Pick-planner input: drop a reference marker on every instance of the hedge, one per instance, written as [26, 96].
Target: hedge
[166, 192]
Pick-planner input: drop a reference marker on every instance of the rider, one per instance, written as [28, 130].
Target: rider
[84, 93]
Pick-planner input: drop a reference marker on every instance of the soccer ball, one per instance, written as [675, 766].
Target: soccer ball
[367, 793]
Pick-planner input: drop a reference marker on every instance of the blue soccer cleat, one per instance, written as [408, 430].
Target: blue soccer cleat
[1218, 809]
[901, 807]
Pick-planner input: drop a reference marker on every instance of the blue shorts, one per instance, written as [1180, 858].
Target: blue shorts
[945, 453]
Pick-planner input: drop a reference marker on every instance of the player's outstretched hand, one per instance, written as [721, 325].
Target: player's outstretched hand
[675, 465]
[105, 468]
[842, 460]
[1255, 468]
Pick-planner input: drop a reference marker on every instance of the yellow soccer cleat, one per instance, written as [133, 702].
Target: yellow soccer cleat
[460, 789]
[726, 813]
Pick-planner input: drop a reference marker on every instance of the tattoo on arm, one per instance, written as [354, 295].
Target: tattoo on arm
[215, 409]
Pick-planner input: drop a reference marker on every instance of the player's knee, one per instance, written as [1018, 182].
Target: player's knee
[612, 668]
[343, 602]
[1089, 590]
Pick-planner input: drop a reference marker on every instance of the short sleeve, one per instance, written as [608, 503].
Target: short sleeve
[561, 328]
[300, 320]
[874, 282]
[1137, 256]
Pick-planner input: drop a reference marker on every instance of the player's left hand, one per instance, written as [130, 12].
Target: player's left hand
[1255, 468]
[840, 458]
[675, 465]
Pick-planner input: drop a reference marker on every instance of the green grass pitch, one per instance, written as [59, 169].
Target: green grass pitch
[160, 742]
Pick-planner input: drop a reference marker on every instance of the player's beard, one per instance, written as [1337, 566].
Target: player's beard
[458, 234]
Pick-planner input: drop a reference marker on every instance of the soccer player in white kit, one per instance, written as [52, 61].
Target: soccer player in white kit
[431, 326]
⁂
The problem: Rewrite the rows from the line containing "as [52, 61]." through the end of the rows, putting "red kit" wherever "white kit" appears and keeping everything else the same.

Solution for this exercise:
Pick-planner input: drop a reference marker on every instance of the soccer player in red kit, one per instance, written as [52, 61].
Target: soccer player in red kit
[431, 326]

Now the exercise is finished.